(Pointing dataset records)
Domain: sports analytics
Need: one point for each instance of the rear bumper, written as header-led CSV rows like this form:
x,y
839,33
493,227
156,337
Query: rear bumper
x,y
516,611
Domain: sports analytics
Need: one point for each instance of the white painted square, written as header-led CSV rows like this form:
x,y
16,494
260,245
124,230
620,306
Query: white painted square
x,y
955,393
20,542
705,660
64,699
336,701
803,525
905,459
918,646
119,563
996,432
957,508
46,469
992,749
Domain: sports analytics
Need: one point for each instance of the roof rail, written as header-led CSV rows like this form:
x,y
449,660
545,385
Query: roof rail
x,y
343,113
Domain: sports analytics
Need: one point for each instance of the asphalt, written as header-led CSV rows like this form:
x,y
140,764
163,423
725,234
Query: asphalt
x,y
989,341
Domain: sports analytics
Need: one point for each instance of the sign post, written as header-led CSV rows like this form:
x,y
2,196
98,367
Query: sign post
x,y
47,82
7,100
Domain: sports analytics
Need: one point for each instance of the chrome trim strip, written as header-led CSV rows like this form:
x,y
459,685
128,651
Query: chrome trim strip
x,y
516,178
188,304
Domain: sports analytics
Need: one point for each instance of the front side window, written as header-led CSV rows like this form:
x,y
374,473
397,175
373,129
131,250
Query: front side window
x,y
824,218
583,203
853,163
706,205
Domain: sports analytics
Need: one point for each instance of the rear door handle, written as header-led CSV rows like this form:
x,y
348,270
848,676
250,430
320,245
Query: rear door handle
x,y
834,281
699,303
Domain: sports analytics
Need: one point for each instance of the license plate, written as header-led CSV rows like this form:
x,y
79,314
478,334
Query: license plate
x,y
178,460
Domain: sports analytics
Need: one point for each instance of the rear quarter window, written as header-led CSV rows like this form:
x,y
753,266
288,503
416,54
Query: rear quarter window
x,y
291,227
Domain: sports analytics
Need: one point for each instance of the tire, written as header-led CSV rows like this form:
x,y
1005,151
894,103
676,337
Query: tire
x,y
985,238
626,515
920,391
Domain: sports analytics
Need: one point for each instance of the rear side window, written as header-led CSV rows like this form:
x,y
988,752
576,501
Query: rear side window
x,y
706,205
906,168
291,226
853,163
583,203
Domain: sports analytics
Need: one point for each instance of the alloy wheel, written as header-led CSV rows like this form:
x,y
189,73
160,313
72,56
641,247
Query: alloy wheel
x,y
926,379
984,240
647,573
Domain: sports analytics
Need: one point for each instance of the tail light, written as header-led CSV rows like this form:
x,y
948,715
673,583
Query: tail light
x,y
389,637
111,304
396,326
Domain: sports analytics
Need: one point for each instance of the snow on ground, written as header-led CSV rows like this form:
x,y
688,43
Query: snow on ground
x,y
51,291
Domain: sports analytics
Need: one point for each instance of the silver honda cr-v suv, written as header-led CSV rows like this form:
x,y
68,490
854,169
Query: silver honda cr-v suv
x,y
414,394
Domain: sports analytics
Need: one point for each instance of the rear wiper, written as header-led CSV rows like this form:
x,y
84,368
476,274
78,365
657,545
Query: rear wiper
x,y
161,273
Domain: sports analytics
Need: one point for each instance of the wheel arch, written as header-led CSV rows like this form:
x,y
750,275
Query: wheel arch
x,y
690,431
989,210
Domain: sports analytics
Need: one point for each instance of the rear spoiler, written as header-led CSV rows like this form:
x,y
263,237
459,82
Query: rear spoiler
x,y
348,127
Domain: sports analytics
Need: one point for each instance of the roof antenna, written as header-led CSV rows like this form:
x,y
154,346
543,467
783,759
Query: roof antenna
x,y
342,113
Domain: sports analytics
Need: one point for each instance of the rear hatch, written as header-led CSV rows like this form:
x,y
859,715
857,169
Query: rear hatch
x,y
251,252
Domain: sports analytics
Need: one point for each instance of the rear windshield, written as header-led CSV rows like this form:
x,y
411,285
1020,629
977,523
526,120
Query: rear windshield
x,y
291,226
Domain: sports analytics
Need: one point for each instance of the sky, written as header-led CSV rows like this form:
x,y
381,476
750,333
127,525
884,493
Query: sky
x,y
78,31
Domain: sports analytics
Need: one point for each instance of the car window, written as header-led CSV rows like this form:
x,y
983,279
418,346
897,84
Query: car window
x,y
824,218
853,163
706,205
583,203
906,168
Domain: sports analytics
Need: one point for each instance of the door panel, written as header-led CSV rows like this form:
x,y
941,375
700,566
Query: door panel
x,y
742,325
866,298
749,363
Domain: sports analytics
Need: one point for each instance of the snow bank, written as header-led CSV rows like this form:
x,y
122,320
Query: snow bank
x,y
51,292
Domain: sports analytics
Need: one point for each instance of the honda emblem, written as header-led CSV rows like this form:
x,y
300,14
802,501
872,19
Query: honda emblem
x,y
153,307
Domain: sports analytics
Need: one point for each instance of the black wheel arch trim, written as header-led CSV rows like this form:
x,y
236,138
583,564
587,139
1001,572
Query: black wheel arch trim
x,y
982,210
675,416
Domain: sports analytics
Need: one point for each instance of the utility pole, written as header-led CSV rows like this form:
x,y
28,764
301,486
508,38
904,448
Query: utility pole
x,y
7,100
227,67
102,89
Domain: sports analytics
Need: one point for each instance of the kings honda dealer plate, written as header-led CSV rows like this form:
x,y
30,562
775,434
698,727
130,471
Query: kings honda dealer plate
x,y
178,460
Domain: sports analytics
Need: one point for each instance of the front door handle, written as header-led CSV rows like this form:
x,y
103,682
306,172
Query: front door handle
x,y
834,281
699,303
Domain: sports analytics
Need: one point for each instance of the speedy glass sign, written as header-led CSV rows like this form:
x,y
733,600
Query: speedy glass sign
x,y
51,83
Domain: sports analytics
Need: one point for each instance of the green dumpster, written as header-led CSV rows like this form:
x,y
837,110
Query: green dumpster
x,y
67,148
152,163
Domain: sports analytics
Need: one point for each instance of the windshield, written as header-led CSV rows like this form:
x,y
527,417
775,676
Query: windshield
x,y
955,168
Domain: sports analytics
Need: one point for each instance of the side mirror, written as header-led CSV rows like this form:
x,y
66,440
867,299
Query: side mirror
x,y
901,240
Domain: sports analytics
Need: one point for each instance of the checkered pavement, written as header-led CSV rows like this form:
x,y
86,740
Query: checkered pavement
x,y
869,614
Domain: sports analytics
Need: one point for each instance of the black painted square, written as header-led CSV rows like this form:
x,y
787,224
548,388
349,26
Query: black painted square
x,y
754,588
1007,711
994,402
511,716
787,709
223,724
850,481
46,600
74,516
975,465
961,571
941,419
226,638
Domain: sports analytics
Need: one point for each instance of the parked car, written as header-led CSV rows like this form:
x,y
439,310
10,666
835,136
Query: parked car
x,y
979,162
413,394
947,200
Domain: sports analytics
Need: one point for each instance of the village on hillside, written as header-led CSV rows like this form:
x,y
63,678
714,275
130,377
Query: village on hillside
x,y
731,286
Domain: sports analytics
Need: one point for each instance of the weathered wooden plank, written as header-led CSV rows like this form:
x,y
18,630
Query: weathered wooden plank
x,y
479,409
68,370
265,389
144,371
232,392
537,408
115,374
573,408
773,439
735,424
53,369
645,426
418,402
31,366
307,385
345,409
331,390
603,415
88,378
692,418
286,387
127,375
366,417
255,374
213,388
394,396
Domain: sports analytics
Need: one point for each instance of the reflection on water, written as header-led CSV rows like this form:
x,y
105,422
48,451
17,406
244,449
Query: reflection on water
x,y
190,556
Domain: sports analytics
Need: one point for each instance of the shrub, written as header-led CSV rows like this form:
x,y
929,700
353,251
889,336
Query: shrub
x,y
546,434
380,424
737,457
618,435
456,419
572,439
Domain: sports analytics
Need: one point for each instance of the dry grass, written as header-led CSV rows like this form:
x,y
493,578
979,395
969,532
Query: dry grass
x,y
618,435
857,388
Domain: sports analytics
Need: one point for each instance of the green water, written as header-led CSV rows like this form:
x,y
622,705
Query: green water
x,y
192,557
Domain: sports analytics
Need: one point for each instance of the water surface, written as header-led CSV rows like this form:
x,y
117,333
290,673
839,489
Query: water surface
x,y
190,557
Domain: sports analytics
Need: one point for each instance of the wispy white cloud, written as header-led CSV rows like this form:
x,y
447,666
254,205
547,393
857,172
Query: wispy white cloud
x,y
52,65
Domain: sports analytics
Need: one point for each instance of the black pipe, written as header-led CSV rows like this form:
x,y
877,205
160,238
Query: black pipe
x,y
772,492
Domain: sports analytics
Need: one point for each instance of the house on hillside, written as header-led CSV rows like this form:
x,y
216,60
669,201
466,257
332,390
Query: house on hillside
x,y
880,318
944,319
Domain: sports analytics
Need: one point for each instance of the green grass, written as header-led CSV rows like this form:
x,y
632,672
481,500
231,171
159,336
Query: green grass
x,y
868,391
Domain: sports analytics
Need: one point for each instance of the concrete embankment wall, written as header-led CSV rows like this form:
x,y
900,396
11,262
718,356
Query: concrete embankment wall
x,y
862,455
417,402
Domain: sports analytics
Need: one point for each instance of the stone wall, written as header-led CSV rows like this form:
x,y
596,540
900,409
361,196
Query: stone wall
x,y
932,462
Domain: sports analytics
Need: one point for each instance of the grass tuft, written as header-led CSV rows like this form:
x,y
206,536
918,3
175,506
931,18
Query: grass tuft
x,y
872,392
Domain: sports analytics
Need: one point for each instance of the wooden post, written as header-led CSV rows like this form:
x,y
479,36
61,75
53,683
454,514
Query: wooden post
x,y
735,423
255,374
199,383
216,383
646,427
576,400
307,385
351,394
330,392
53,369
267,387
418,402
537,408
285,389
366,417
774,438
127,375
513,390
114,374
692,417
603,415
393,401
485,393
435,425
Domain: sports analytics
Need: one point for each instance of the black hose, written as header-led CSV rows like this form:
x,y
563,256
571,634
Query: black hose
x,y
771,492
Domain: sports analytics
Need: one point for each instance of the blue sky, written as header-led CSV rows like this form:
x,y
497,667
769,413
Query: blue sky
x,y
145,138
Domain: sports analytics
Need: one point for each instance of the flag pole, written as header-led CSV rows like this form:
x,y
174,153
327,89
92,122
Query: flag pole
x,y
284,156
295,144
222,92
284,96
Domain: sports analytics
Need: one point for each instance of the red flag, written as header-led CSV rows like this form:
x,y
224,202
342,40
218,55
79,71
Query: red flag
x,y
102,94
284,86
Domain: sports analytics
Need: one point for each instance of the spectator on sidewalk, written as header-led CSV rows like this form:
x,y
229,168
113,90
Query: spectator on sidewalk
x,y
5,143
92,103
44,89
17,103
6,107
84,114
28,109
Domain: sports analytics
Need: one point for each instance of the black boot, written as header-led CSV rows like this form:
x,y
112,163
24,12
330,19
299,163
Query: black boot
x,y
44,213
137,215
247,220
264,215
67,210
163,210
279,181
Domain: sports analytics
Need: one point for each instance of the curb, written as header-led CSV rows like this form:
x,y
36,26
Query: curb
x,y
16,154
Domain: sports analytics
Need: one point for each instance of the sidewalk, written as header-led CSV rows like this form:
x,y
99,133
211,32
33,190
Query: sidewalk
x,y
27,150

#### What you should do
Tally the lines of the records above that contain the string "tail" and give only that number.

#### Exercise result
2